*Required tasks*.
a) According to the passage on official identity in Africa, what was the birth registration rate in sub-Saharan Africa after the period from 2000 to 2014?
b) Carry on the passage about official identity in Africa after its last sentence.
Given passage: Begin
The first thing that visitors to the Apartheid Museum in Johannesburg see is a wall of identity cards-- the pieces of paper that determined where people could live and work and whom they could love. From the outset, the apartheid regime's ability to discriminate against "nie-blankes" (non-whites) depended on having a robust system of identifying people. The opposite problem confronts most other countries in Africa today. Governments have little idea who their citizens are [Editor's note: the link may be paywalled]. From a report: African countries struggle for several reasons. One is racial discrimination. Uganda, Liberia and Sierra Leone explicitly withhold nationality from children of certain races and ethnicities. Other countries do so informally by refusing to issue papers. Another reason is a failure by governments to explain to their citizens how they might benefit. Consider birth registration, the most basic form of official identity. South Asia more than doubled its rate of birth registration to 71% between 2000 and 2014. In sub-Saharan Africa the rate dropped by one point, to 41%, over the same period. For poor villagers, going to a government office to register a birth is time-consuming and expensive, especially when officials demand bribes. Some countries charge a fee, which is a disincentive. Others penalize late registrations.
Given passage: End
Information given: Begin
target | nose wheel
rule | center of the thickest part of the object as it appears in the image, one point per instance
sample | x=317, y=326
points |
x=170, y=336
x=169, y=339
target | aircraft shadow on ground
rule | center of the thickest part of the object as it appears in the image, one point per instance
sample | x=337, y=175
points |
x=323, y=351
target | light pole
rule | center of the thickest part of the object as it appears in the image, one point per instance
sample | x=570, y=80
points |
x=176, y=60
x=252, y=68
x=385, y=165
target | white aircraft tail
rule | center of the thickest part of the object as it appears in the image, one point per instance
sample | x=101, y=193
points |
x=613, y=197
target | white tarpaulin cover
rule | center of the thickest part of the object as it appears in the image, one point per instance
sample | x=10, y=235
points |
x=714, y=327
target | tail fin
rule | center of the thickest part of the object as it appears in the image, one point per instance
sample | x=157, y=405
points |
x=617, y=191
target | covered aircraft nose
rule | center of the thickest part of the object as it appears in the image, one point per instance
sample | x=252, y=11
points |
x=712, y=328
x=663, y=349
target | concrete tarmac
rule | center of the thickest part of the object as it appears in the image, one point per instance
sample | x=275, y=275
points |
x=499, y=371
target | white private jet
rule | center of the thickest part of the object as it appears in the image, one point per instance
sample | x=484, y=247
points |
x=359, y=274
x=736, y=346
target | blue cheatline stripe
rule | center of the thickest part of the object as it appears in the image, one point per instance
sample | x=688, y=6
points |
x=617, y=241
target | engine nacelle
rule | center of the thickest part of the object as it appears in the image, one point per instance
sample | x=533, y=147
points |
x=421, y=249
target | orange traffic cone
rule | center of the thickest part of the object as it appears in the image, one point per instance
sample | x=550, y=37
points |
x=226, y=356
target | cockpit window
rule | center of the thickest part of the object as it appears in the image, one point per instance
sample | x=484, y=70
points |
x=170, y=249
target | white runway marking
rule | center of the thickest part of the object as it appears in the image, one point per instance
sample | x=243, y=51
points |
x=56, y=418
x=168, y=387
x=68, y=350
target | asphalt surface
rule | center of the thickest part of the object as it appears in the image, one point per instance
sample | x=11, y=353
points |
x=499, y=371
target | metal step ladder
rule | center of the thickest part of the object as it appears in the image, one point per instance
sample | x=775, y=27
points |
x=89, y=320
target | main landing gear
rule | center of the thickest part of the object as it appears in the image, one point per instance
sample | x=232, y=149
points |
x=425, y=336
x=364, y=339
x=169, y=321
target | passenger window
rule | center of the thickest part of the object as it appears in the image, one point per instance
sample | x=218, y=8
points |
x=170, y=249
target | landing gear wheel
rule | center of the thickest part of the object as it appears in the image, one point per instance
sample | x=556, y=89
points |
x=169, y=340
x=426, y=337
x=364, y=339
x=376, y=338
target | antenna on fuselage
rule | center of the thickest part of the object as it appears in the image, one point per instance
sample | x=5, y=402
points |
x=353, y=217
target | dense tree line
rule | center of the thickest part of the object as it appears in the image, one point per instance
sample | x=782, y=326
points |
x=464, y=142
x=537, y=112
Information given: End
*Task answers*.
a) 41%

b)
One way to encourage people is to link birth registration to benefits such as child-support grants -- something South Africa did with great success. But that approach may also have the perverse consequence of denying payments to the very poorest. Money is another reason many African countries have fallen behind their peers. Extending the state's reach to remote areas can be expensive. So, too, is paying for skilled labour of the sort required to fill in forms accurately and to operate biometric machines. The technology itself is costly, especially for small countries that do not have much buying power.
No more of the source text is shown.